Task instructions:
a) Decide whether each statement below agrees with the passage on wage struggles and identity politics. Answer yes or no for each, and quote the deciding words from the passage.
(i) The struggle for higher wages is inherently co-opted into capitalism.
(ii) The Stonewall charity names MI5 the top LGBT employer.
(iii) People reach a critique of capitalism as a whole only through their experiences of wage labour.
b) Please write out the part of the passage on wage struggles and identity politics that runs from "Similarly, who is" up to and including "derided as 'identitarians'?".
c) Extend the passage on wage struggles and identity politics, picking up after its last sentence.

Reading passage:
* * * * * * *
For an example we can take struggles for higher wages. These are affirmative in the sense they're trying to improve the position of workers within capitalism, but we know that literally everything ends up being this unless it's generalised and extended to the point of a mass strike. On the other hand, wage rises are an immediate material improvement, and struggles for them can extend to a critique of the process of production in general, prepare workers for future struggles etc.

Having a critique of the limitations of struggles higher wages doesn't mean rejecting/dismissing struggles for higher wages in general, rather we would look at the way that unions will co-opt things into a demand for union representation, the way management can make higher wages conditional on productivity, or the way multiple grievances get whittled down to just higher wages because it's easily negotiable compared to issues around the organisation of work, leaving the latter unresolved.

So the struggle for higher wages is neither inherently communist nor inherently co-opted into capitalism, there's the potential for both.

The question then, why not take the same approach to the riot at Compton's Cafeteria and Stonewall? These were riots against police violence. In 2017 we have UKIP, the Conservative Party, police, MI5 all trying to either join Pride marches as participants and/or doing marketing campaigns every year - this is the very definition of 'neoliberal identity politics' where the Stonewall charity names MI5 the top LGBT employer and MI5 tries to use Alan Turing, the person they persecuted, was chemically castrated etc. as someone to 'follow in the footsteps of'.

Meanwhile those same organisations deporting LGBT asylum seekers, and arresting people who protest their presence at Pride. In what sense is it useful to look at an anti-police riot and MI5 diversity recruitment campaigns as the same thing? As both inherently neo-liberal?

Instead, we can also look at a consistent line of opposition to the police from the LGBT community - just because many have abandoned it, doesn't mean it isn't there, as last weekend's arrest shows.

A developed opposition to the police means understanding their role in protecting private property, and against disorder (as opposed to crime) which does and can lead people to a critique of capitalism as a whole. People also reach a critique of capitalism as a whole from climate change and many other things other than their experiences of wage labour. For us the question should be how to link these things to a totalised critique rather than a foreshortened one - examples would be Out of the Woods on Naomi Klein https://thenewinquiry.com/klein-vs-klein/ and (ahem) me on the 99% https://libcom.org/blog/ive-got-99-problems-class-analysis-aint-one-0203...

Similarly, who is it that is actually opposing the co-option of pride and the way that the police and MI5 are trying to use identity politics for pinkwashing? Is it social democrats - whether Danny Fetonte the police union organiser just elected to the DSA NPC? Or Jeremy Corbyn campaigning for higher police spending? Or precisely the LGBT activists being derided as 'identitarians'?

On unions - yes there are people who make the point about even early unions support for capitalism (Brecher in strike does this to at least some extent too), but these are the same people who would have a critique of 'workerism' - i.e. https://libcom.org/library/workerism-wildcat-uk. The point that both Steven. and me are making with this, is that the vast majority of people who have a critique of 'identity politics' have no equivalent critique of unions or even of left politicians like Bernie Sanders. In the case of someone like Reed, I think this expresses his actual, social democratic, politics. However when communists critique identity politics but leave out the wider context of representation of workers under capitalism, by omission it can have exactly the same effect. It either needs to be done extremely carefully, or not at all IMO.
* * * * * * *
Excerpted records:
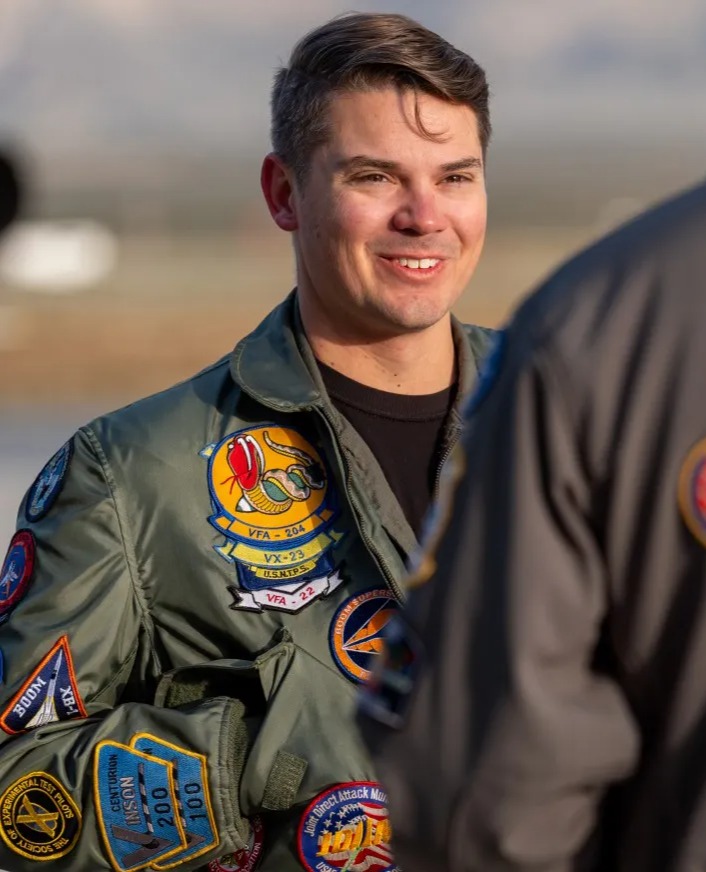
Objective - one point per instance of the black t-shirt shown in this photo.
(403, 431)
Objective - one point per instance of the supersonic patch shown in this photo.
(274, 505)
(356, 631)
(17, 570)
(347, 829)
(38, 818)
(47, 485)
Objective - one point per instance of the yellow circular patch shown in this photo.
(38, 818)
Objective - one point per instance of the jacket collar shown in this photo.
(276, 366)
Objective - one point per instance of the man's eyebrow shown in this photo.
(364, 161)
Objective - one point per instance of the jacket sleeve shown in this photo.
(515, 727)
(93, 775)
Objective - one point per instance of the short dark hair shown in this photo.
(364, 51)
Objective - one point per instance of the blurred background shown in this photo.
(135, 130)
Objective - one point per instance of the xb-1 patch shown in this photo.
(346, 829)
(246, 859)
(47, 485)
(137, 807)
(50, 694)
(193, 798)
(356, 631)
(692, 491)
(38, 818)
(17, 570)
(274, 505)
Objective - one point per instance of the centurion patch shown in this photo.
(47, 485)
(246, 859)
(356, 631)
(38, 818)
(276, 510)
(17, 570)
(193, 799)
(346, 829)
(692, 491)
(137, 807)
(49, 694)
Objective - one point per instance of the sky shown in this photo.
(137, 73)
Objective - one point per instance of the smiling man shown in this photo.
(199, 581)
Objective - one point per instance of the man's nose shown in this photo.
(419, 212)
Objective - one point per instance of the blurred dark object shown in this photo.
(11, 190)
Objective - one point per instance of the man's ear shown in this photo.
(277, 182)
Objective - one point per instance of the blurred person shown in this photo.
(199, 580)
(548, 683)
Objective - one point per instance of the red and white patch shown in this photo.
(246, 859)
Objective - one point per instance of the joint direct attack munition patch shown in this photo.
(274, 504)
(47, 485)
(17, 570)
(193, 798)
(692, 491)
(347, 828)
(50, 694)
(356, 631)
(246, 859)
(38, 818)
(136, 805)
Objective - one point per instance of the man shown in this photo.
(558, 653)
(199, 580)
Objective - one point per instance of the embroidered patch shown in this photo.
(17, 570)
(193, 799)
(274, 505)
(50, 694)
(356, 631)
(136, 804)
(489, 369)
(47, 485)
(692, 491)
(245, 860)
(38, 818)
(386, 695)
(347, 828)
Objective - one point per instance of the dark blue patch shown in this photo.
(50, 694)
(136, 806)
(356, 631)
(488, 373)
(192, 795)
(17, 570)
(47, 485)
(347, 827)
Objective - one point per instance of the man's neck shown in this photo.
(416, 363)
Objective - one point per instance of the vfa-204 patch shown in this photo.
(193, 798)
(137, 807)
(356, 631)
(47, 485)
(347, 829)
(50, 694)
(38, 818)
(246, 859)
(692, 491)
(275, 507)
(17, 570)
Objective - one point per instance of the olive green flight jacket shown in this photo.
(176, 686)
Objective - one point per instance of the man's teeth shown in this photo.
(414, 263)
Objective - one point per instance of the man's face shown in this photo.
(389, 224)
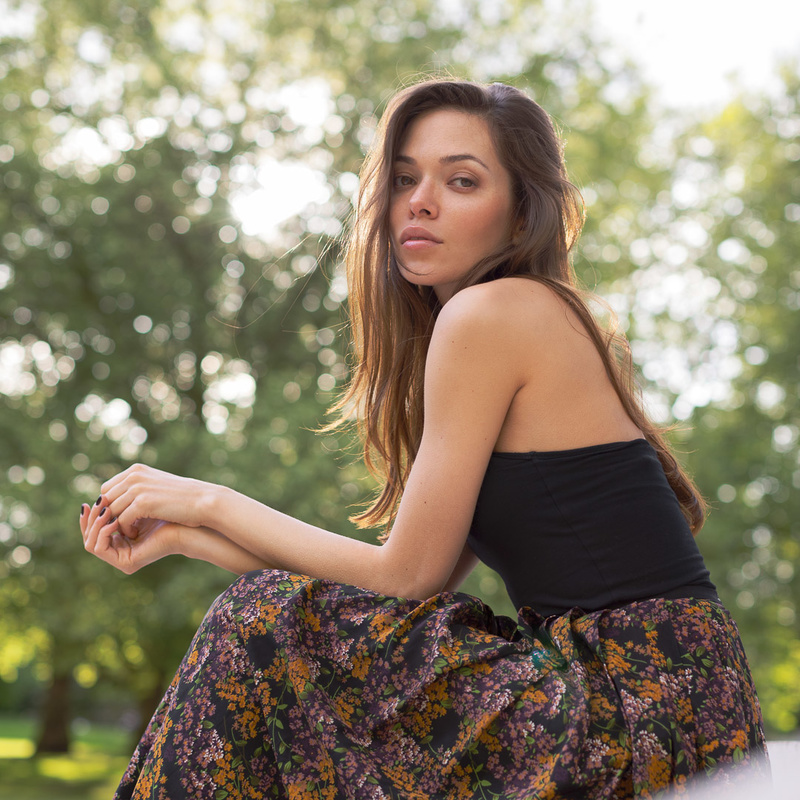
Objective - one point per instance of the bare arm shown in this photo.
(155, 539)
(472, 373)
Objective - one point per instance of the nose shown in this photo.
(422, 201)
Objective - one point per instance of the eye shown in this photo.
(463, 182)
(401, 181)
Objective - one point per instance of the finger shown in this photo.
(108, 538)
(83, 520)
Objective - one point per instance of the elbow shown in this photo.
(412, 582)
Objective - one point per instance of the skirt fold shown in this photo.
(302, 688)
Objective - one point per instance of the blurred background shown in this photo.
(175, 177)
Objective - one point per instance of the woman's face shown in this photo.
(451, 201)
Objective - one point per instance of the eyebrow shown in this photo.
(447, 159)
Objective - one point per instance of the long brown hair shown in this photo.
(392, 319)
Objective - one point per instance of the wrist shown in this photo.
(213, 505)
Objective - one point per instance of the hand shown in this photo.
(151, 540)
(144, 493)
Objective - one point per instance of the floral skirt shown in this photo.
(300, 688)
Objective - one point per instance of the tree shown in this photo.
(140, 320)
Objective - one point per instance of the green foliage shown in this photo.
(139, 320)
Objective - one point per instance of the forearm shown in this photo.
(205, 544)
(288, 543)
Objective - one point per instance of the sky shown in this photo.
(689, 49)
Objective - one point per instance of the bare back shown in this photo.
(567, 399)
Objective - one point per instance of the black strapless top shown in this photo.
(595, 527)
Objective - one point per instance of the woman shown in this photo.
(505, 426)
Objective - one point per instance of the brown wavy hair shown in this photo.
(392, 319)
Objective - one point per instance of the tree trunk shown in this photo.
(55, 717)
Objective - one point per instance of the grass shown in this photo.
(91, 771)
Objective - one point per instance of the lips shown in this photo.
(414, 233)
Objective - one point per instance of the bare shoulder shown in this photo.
* * * * * * *
Answers to the exercise:
a)
(i) No: "So the struggle for higher wages is neither inherently communist nor inherently co-opted into capitalism, there's the potential for both."
(ii) Yes: "the Stonewall charity names MI5 the top LGBT employer"
(iii) No: "People also reach a critique of capitalism as a whole from climate change and many other things other than their experiences of wage labour."

b)
Similarly, who is it that is actually opposing the co-option of pride and the way that the police and MI5 are trying to use identity politics for pinkwashing? Is it social democrats - whether Danny Fetonte the police union organiser just elected to the DSA NPC? Or Jeremy Corbyn campaigning for higher police spending? Or precisely the LGBT activists being derided as 'identitarians'?

c)
Steven. wrote:
In terms of your first point, yes it is correct that class struggle intersectionalism is a "microscopic perspective" compared with the liberal one. However it is also true that "socialism" and "communism", in their true sense, are "miniscule" compared with the Social Democratic and state capitalist variants. But they are worth defending. I would say the same point applies.

Yes, exactly. And by defending these things we provide a route for people feeling their way around these issues without years of anarchist/communist theoretical and historical background to find a way in, rather than just writing them off.

WillShetterly wrote:
But intersectionality is a worthless model when talking about race, a concept born in slavery and promoted in English around 1680 to divide us. With race, we're no longer dealing with intersectional things; we're dealing with interrelated ones.

Except again people don't necessarily refer to the specific theory when they say intersectionality, whether referring to it positively or negatively. Since Steven mentioned the suffragettes let's use that. In the US the suffragettes' "votes for women" wasn't in the main remotely interested in whether black women could vote, or as often actively excluded them (Francis Willard and others). Full voting rights didn't exist until decades after later, and voter suppression still exists today. Modern accounts of the suffragettes often exclude this from the account too - such as when people lined up for photos at the grave of an open white supremacist after voting for Hillary Clinton. That kind of feminism that's entirely limited in the position of middle-class white women in society is often categorised as 'non-intersectional'. Obviously you had people like Emma Goldman and Sylvia Pankhurst who were critical of the entire system of parliamentary politics and wether there was any point in extending voting rights at all, but that doesn't preclude they way that a universalist campaign turns out to have been fucking racist in practice.

You can argue that when people highlight issues like this, and use 'intersectionality' to describe it, that it's either an incomplete framework or they're not applying what you understand to be the actual theory but something else, but simply dismissing the act of highlighting discrepancies, the failures of colour-blindness and similar as neo-liberal is missing the point - and as noted it can result in undermining efforts to address racism and sexism within class struggle organisations.

Yet another example, the Southern Rail dispute in the UK recently - all the publicity for Southern Rail was around the safety issues or lack of them in regards to removing conductors from trains when closing doors. So you had the employer and the media trying to paint the strike as purely sectional for 'jobs' against the interests of passengers.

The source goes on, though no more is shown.